╭─ Task input

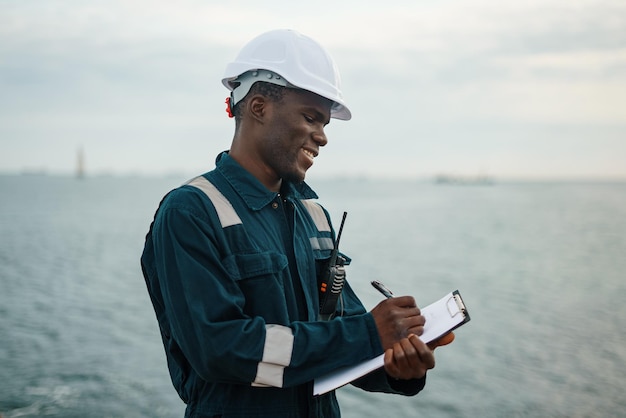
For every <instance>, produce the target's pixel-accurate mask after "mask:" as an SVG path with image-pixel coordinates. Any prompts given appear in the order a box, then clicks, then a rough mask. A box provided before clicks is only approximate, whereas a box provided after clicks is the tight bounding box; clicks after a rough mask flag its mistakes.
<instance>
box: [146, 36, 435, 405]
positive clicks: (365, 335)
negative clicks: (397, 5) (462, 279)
mask: <svg viewBox="0 0 626 418" xmlns="http://www.w3.org/2000/svg"><path fill="white" fill-rule="evenodd" d="M223 83H224V85H225V86H226V87H228V88H229V89H230V90H231V91H232V93H231V97H230V98H229V99H227V103H228V109H227V110H228V112H229V114H232V115H233V116H234V118H235V133H234V138H233V141H232V145H231V147H230V150H229V151H228V152H224V153H222V154H221V155H219V156H218V158H217V162H216V168H215V169H214V170H213V171H210V172H208V173H206V174H204V175H202V176H199V177H197V178H195V179H193V180H192V181H191V182H189V183H188V184H187V185H184V186H182V187H180V188H178V189H176V190H173V191H172V192H170V193H169V194H168V195H167V196H166V197H165V198H164V199H163V201H162V202H161V205H160V207H159V209H158V211H157V213H156V215H155V219H154V222H153V223H152V225H151V228H150V232H149V233H148V235H147V237H146V245H145V249H144V253H143V255H142V258H141V264H142V269H143V273H144V277H145V280H146V284H147V286H148V290H149V293H150V297H151V300H152V303H153V305H154V309H155V312H156V316H157V319H158V323H159V327H160V330H161V335H162V339H163V344H164V347H165V351H166V355H167V361H168V366H169V370H170V375H171V378H172V382H173V384H174V386H175V388H176V390H177V391H178V393H179V395H180V397H181V398H182V399H183V401H184V402H185V403H187V409H186V416H187V417H261V416H262V417H338V416H339V415H340V413H339V407H338V404H337V400H336V398H335V394H334V392H330V393H327V394H325V395H321V396H313V392H312V382H313V380H314V379H315V378H316V377H320V376H322V375H324V374H326V373H328V372H330V371H332V370H334V369H337V368H339V367H342V366H348V365H353V364H356V363H358V362H361V361H364V360H368V359H371V358H373V357H375V356H377V355H379V354H381V353H383V352H385V366H384V368H381V369H380V370H378V371H375V372H373V373H371V374H369V375H367V376H365V377H363V378H361V379H359V380H358V381H356V382H353V384H355V385H357V386H359V387H362V388H364V389H365V390H369V391H381V392H390V393H399V394H404V395H414V394H416V393H418V392H419V391H420V390H421V389H422V388H423V387H424V384H425V376H426V371H427V370H428V369H431V368H433V367H434V363H435V362H434V356H433V353H432V350H431V348H429V347H428V346H426V345H425V344H424V343H422V342H421V340H419V338H417V337H416V335H420V334H421V333H422V331H423V325H424V322H425V320H424V317H423V316H421V315H420V310H419V308H418V307H417V306H416V305H415V301H414V300H413V298H412V297H408V296H406V297H398V298H391V299H387V300H385V301H383V302H381V303H380V304H379V305H378V306H376V307H375V308H374V309H373V310H372V311H371V312H366V310H365V309H364V308H363V306H362V304H361V302H360V301H359V300H358V298H357V297H356V295H355V294H354V292H353V291H352V289H351V287H350V286H349V285H348V284H347V283H346V284H345V285H344V288H343V292H342V293H341V298H340V300H339V303H338V304H336V307H335V306H333V314H332V315H330V319H328V320H323V319H326V317H323V316H322V315H320V311H319V308H320V287H319V280H321V279H322V278H323V277H324V275H325V274H326V272H327V270H328V269H327V267H328V260H329V258H330V255H331V251H332V250H333V246H334V240H335V235H334V230H333V229H332V227H331V226H330V218H329V216H328V213H327V212H326V210H325V209H323V208H322V207H321V206H319V205H318V204H317V203H315V202H314V201H313V200H312V199H316V198H317V195H316V194H315V193H314V192H313V191H312V190H311V189H310V188H309V187H308V186H307V185H306V183H304V178H305V173H306V171H307V170H308V169H309V168H310V167H311V166H312V164H313V161H314V159H315V158H316V157H317V156H318V154H319V151H320V148H321V147H323V146H324V145H326V143H327V138H326V135H325V133H324V127H325V126H326V125H327V124H328V123H329V121H330V118H337V119H343V120H348V119H350V117H351V114H350V111H349V110H348V108H347V106H346V105H345V103H344V101H343V98H342V94H341V89H340V84H339V73H338V71H337V68H336V67H335V64H334V62H333V61H332V59H331V58H330V56H329V55H328V53H327V52H326V51H325V50H324V49H323V48H322V47H321V46H320V45H319V44H317V43H316V42H315V41H313V40H312V39H310V38H308V37H306V36H303V35H301V34H299V33H297V32H295V31H288V30H279V31H272V32H268V33H265V34H262V35H260V36H259V37H257V38H255V39H254V40H252V41H251V42H250V43H248V44H247V45H246V46H245V47H244V48H243V49H242V51H241V52H240V53H239V55H238V56H237V58H236V59H235V61H234V62H233V63H231V64H229V65H228V67H227V69H226V74H225V77H224V80H223ZM341 260H345V264H348V263H349V259H348V258H347V257H345V256H343V255H342V257H341ZM322 293H323V292H322ZM439 344H440V345H441V344H442V342H441V341H440V343H439ZM432 348H433V349H434V346H432Z"/></svg>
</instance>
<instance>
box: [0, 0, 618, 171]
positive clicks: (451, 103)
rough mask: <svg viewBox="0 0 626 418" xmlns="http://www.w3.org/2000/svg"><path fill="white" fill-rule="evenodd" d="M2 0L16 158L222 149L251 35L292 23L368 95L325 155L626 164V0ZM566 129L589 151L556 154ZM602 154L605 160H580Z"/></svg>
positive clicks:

╰─

Work instruction – Arrange every line of the data above into a Markdown table with the columns Row and Line, giving each line a row number and leaving out blank lines. Leave the pictures out of the table.

Output –
| Row | Line |
|---|---|
| 1 | For every <instance>, produce the target's pixel-accurate mask after "mask:" as an SVG path with image-pixel coordinates. Any prompts given appear in the order a box, then clicks, then a rough mask. A box provided before clicks is only approximate, whereas a box provided after clicks is the tight bounding box; clicks after a rough mask flag its mistakes. |
| 2 | <instance> |
| 3 | box: [146, 36, 435, 405] |
| 4 | positive clicks: (365, 335) |
| 5 | negative clicks: (397, 5) (462, 279) |
| 6 | mask: <svg viewBox="0 0 626 418" xmlns="http://www.w3.org/2000/svg"><path fill="white" fill-rule="evenodd" d="M223 83H224V85H225V86H226V87H228V88H229V89H230V90H231V91H232V93H231V97H230V98H229V99H227V103H228V109H227V110H228V112H229V114H232V115H233V116H234V118H235V133H234V138H233V141H232V145H231V147H230V150H229V151H228V152H224V153H222V154H221V155H219V156H218V158H217V162H216V168H215V169H214V170H213V171H210V172H208V173H206V174H204V175H202V176H199V177H197V178H195V179H193V180H192V181H191V182H189V183H188V184H187V185H184V186H182V187H180V188H178V189H176V190H173V191H172V192H170V193H169V194H168V195H167V196H166V197H165V198H164V199H163V201H162V202H161V205H160V207H159V209H158V211H157V213H156V215H155V219H154V222H153V223H152V225H151V228H150V232H149V233H148V235H147V237H146V245H145V249H144V253H143V255H142V258H141V264H142V269H143V273H144V277H145V280H146V284H147V286H148V290H149V293H150V297H151V300H152V303H153V305H154V309H155V312H156V316H157V319H158V323H159V327H160V330H161V335H162V339H163V344H164V347H165V351H166V355H167V361H168V366H169V370H170V375H171V378H172V382H173V384H174V386H175V388H176V390H177V391H178V393H179V395H180V397H181V398H182V399H183V401H184V402H185V403H187V409H186V416H187V417H261V416H262V417H338V416H339V415H340V413H339V407H338V404H337V400H336V398H335V394H334V392H330V393H327V394H325V395H321V396H313V392H312V382H313V380H314V379H315V378H316V377H320V376H322V375H324V374H326V373H328V372H330V371H332V370H334V369H337V368H339V367H342V366H348V365H353V364H356V363H358V362H361V361H364V360H368V359H371V358H373V357H375V356H377V355H379V354H381V353H383V352H385V366H384V368H381V369H380V370H378V371H375V372H373V373H371V374H369V375H367V376H365V377H363V378H361V379H359V380H358V381H356V382H353V384H355V385H357V386H359V387H362V388H364V389H365V390H369V391H381V392H390V393H399V394H404V395H414V394H416V393H418V392H419V391H420V390H421V389H422V388H423V387H424V384H425V376H426V371H427V370H428V369H431V368H433V367H434V363H435V362H434V356H433V353H432V350H431V348H429V347H428V346H426V345H425V344H424V343H422V342H421V340H419V338H417V337H416V335H420V334H421V333H422V331H423V325H424V322H425V320H424V317H423V316H421V315H420V310H419V308H418V307H417V306H416V305H415V301H414V300H413V298H412V297H408V296H406V297H398V298H391V299H387V300H385V301H383V302H381V303H380V304H379V305H378V306H376V307H375V308H374V309H373V310H372V311H371V312H366V310H365V309H364V308H363V306H362V304H361V302H360V301H359V300H358V298H357V297H356V295H355V294H354V292H353V291H352V289H351V287H350V286H349V285H348V284H347V283H346V284H345V285H344V288H343V292H342V293H341V298H340V300H339V303H338V304H336V307H335V306H333V314H332V315H330V319H328V320H323V319H326V317H323V316H322V315H320V311H319V308H320V287H319V280H321V279H322V278H323V277H324V275H325V274H326V272H327V270H328V269H327V267H328V260H329V258H330V255H331V251H332V250H333V246H334V240H335V235H334V230H333V229H332V227H331V226H330V218H329V216H328V213H327V212H326V210H325V209H323V208H322V207H321V206H319V205H318V204H317V203H315V202H314V201H313V200H312V199H316V198H317V195H316V194H315V193H314V192H313V191H312V190H311V189H310V188H309V187H308V186H307V185H306V183H304V178H305V173H306V171H307V170H308V169H309V168H310V167H311V166H312V164H313V161H314V159H315V158H316V157H317V156H318V154H319V151H320V148H321V147H323V146H324V145H326V143H327V138H326V135H325V133H324V127H325V126H326V125H327V124H328V123H329V121H330V118H337V119H343V120H348V119H350V117H351V114H350V111H349V110H348V108H347V106H346V105H345V103H344V101H343V98H342V94H341V89H340V84H339V73H338V71H337V68H336V67H335V64H334V62H333V61H332V59H331V58H330V56H329V55H328V53H327V52H326V51H325V50H324V49H323V48H322V47H321V46H320V45H319V44H317V43H316V42H315V41H313V40H312V39H310V38H308V37H306V36H303V35H301V34H299V33H297V32H295V31H288V30H279V31H272V32H268V33H265V34H262V35H260V36H259V37H257V38H255V39H254V40H252V41H251V42H250V43H248V44H247V45H246V46H245V47H244V48H243V49H242V51H241V52H240V53H239V55H238V56H237V58H236V59H235V61H234V62H233V63H231V64H229V65H228V67H227V69H226V74H225V77H224V80H223ZM341 260H345V264H348V263H349V259H348V258H347V257H345V256H343V255H342V257H341ZM322 293H323V292H322ZM439 344H440V345H441V344H442V342H441V341H440V343H439ZM432 348H433V349H434V346H432Z"/></svg> |
| 7 | </instance> |
| 8 | <instance> |
| 9 | box: [0, 0, 618, 171] |
| 10 | positive clicks: (451, 103) |
| 11 | rough mask: <svg viewBox="0 0 626 418" xmlns="http://www.w3.org/2000/svg"><path fill="white" fill-rule="evenodd" d="M2 0L16 158L222 149L251 35L292 23L368 95L325 155L626 164V0ZM566 129L589 151L556 154ZM602 154L605 160H580Z"/></svg> |
| 12 | positive clicks: |